**WORK REQUEST A**
In the nsys forum thread, what does system-wide sampling require?
**WORK REQUEST B**
Write out the part of the nsys forum thread starting at "I believe the" and ending at "It looks correct.".

To launch nsys I just use:
nsys profile <executable>
I would like to get an output similar to this: report1.nsys-rep (1.8 MB). This comes from a simple vector addition application profiling on a Windows native machine.
Nope, still not getting anything.
Also, I just tried on the local linux machine (the host machine) with cuda 11.7 and even there I don’t get any CPU statistics.
nsys status -e on host
Timestamp counter supported: Yes
Sampling Environment Check
Root privilege: disabled
Linux Kernel Paranoid Level = 2: OK
Linux Distribution = Ubuntu
Linux Kernel Version = 5.15.0-37-generic: OK
Linux perf_event_open syscall available: OK
Sampling trigger event available: OK
Intel(c) Last Branch Record support: Available
Sampling Environment: OK
Can you try setting the paranoid level to a lower value, e.g., 1 or -1?
Also, I forgot to mention previously that system-wide sampling requires root privileges. Can you try adding sudo?
You can also check the Diagnostics summary section for warnings and errors, that can give clues to why the samples are not collected.
I believe the nsys crash you experienced has been fixed in a newer build of nsys. Can you upgrade to the latest version of nsys?
Also, looking at your screenshot, it looks like CPU sampling data was collected. When you ask for ‘CPU Statistics’, are you asking for the CPU sampling summary/histogram results? If so, make sure you are selecting the ‘Bottom-Up View’ in the drop down box below the timeline. See the attached screenshot.
Looking closer at this conversation. Sorry, I didn’t realize report1.nsys-rep was collected on a Windows system. It looks correct.
A paranoid level of 2 should work to profile your application and any processes it launches. You do not need to set the paranoid level any lower.
I also don’t think you need to use systemwide sampling unless you are trying to understand what else is running on the system and using system resources while your application runs.

Data items:
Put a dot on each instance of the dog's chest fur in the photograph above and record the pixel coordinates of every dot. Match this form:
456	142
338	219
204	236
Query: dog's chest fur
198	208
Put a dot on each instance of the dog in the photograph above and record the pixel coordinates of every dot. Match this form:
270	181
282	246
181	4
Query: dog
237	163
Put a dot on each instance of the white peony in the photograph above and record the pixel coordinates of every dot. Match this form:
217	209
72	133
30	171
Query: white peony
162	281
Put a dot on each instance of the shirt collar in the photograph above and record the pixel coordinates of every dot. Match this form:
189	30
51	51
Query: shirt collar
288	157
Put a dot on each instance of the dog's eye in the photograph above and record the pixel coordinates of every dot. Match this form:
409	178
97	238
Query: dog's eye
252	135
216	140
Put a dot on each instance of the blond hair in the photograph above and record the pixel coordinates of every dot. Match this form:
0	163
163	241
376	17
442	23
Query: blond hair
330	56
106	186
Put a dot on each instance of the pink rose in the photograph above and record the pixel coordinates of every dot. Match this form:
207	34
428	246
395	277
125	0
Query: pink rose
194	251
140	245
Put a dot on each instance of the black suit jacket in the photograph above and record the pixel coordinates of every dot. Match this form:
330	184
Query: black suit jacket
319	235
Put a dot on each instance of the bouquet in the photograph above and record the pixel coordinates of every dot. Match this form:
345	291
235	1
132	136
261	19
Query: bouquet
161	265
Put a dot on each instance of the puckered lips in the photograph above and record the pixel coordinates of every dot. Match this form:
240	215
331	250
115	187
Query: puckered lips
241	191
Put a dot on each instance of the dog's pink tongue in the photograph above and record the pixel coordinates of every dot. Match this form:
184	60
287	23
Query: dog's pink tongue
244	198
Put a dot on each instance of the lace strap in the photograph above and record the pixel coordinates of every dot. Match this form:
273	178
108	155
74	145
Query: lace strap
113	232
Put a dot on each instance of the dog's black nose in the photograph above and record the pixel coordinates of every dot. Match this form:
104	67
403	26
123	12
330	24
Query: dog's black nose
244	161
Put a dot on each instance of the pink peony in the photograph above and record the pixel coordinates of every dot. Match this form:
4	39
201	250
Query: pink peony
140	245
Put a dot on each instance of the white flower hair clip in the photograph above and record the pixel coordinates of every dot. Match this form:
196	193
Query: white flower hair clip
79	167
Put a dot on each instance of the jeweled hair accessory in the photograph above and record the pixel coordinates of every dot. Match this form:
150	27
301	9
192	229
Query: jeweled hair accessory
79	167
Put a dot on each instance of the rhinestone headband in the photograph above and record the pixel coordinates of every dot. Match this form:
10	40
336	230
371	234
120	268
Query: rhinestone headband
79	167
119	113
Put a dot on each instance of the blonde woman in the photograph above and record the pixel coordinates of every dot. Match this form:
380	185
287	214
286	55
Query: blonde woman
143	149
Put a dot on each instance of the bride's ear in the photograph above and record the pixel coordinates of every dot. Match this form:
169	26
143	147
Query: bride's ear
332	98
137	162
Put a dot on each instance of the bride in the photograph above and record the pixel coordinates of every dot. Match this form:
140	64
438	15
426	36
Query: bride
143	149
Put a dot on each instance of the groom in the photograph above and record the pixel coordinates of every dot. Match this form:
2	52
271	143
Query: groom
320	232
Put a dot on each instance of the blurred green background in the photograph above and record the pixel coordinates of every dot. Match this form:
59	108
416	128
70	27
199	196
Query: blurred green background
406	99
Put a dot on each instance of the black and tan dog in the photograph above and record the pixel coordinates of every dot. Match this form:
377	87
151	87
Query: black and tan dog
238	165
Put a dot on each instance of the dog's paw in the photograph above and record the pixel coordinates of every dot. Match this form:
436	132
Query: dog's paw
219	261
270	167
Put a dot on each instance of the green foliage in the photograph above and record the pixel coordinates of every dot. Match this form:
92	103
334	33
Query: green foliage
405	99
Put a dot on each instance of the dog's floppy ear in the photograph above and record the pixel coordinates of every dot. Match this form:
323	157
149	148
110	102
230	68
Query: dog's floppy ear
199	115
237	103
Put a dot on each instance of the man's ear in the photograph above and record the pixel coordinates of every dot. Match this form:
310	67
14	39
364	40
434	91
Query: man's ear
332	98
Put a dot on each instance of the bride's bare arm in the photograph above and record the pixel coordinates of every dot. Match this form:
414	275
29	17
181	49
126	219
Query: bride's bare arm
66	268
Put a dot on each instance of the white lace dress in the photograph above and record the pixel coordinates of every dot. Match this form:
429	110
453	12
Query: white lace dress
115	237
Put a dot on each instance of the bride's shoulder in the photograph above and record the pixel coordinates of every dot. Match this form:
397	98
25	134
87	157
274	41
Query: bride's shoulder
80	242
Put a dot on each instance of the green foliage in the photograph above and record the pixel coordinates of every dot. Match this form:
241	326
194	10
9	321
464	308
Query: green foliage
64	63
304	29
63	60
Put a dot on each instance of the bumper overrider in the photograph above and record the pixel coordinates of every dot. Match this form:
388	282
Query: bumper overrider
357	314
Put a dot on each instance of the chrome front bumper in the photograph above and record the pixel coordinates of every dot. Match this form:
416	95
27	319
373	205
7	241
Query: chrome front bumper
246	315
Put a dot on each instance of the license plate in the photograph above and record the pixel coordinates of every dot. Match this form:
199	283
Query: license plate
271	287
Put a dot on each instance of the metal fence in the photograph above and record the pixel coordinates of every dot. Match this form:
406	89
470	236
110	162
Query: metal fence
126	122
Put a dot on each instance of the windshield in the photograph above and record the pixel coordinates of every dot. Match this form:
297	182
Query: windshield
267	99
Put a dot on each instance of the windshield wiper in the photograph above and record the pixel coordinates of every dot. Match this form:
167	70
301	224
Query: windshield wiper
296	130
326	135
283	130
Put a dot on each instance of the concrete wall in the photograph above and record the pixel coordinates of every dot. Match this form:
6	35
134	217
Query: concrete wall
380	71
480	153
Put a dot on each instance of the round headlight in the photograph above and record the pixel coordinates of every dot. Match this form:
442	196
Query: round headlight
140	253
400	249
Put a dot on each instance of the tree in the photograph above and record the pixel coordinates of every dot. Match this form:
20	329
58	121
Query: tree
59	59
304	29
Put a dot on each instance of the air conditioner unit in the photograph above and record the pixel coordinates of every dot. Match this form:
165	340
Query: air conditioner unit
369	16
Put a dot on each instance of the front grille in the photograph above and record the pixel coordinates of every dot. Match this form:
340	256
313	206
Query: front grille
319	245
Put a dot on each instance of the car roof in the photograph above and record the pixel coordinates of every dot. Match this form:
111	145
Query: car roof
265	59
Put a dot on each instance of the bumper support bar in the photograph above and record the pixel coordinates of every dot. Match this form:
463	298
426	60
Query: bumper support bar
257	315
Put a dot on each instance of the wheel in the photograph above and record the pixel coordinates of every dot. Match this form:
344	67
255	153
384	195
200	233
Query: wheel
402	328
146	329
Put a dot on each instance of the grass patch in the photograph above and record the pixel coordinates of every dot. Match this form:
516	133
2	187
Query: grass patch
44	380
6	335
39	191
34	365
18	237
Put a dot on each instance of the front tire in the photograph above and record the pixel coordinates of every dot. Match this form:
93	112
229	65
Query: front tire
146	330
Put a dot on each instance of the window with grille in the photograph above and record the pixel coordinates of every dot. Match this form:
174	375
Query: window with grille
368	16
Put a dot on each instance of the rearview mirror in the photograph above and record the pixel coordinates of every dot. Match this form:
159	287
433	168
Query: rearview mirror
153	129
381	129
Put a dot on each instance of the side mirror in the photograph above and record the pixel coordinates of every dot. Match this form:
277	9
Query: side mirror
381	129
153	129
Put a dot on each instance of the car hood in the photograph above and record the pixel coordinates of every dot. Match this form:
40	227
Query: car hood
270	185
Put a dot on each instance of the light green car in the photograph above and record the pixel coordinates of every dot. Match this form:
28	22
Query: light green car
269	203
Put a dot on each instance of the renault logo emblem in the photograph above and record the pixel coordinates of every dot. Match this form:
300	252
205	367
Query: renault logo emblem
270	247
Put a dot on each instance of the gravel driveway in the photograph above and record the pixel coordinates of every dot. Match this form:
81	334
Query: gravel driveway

**YOUR SOLUTION A**
Root privileges.

**YOUR SOLUTION B**
I believe the nsys crash you experienced has been fixed in a newer build of nsys. Can you upgrade to the latest version of nsys?
Also, looking at your screenshot, it looks like CPU sampling data was collected. When you ask for ‘CPU Statistics’, are you asking for the CPU sampling summary/histogram results? If so, make sure you are selecting the ‘Bottom-Up View’ in the drop down box below the timeline. See the attached screenshot.
Looking closer at this conversation. Sorry, I didn’t realize report1.nsys-rep was collected on a Windows system. It looks correct.